## Task objective:
Please set down the line that contains "Reviewer check: each instance of the crystal" and every line below it through the last, exactly as written, with no other lines.

[Opening Raw data section]

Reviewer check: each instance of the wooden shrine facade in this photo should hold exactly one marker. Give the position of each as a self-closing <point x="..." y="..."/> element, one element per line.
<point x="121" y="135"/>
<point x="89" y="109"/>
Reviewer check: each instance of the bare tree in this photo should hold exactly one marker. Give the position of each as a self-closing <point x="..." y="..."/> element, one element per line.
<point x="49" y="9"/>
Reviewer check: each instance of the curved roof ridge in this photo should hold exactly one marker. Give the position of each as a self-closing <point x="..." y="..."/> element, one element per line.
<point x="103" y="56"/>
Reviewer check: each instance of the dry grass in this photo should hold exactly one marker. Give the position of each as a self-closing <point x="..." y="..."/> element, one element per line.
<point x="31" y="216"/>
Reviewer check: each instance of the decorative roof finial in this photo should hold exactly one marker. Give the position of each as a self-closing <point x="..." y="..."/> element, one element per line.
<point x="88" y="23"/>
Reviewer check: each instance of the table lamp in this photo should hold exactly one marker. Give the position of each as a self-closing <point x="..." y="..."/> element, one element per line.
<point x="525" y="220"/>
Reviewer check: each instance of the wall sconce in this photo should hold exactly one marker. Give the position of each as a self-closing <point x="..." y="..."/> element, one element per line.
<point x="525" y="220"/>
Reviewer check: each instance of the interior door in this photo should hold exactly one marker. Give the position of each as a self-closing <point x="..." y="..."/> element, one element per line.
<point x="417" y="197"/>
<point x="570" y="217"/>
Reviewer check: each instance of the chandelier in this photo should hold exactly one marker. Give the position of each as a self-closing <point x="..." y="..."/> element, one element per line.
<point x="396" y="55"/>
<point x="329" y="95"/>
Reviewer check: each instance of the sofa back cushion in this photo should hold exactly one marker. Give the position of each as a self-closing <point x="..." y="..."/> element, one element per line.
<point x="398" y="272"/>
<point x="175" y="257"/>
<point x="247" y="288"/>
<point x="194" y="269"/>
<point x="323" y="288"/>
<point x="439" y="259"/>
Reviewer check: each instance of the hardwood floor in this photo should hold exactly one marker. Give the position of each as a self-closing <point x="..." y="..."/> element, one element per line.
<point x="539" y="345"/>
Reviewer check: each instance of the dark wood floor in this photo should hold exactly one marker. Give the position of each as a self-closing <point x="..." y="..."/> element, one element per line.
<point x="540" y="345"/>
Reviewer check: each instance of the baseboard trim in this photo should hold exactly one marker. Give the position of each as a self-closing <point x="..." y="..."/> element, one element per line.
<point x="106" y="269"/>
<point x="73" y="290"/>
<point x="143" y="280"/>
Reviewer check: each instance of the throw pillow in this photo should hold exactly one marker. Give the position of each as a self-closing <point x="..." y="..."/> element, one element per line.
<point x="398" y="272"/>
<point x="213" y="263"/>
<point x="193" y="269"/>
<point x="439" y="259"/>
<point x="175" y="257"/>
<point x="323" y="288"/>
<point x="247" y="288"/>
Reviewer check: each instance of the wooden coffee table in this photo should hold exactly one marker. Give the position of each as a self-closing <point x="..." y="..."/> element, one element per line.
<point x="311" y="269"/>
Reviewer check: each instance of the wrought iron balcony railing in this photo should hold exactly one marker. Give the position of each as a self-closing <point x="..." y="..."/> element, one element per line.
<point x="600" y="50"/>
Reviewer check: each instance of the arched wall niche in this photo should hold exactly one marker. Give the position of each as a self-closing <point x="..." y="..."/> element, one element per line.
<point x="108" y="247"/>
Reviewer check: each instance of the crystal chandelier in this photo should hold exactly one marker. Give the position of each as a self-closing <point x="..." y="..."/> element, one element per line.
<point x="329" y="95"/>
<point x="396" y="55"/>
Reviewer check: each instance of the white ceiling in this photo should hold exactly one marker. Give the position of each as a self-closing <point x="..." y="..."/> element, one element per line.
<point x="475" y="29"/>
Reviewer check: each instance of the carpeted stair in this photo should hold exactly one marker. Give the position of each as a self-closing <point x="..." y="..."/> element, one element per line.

[Closing Raw data section]

## Response to this task:
Reviewer check: each instance of the crystal chandelier in this photo should hold exactly one marker. Give the position of each as a self-closing <point x="..." y="..."/> element, one element per line.
<point x="329" y="95"/>
<point x="396" y="55"/>
Reviewer check: each instance of the white ceiling in this photo should hold exactly one marker. Give the position of each as a self-closing <point x="..." y="..."/> element, one element per line.
<point x="475" y="29"/>
Reviewer check: each instance of the carpeted stair in this photo should hold exactly one marker. Give the position of each as a self-closing <point x="..." y="..."/> element, one element per line.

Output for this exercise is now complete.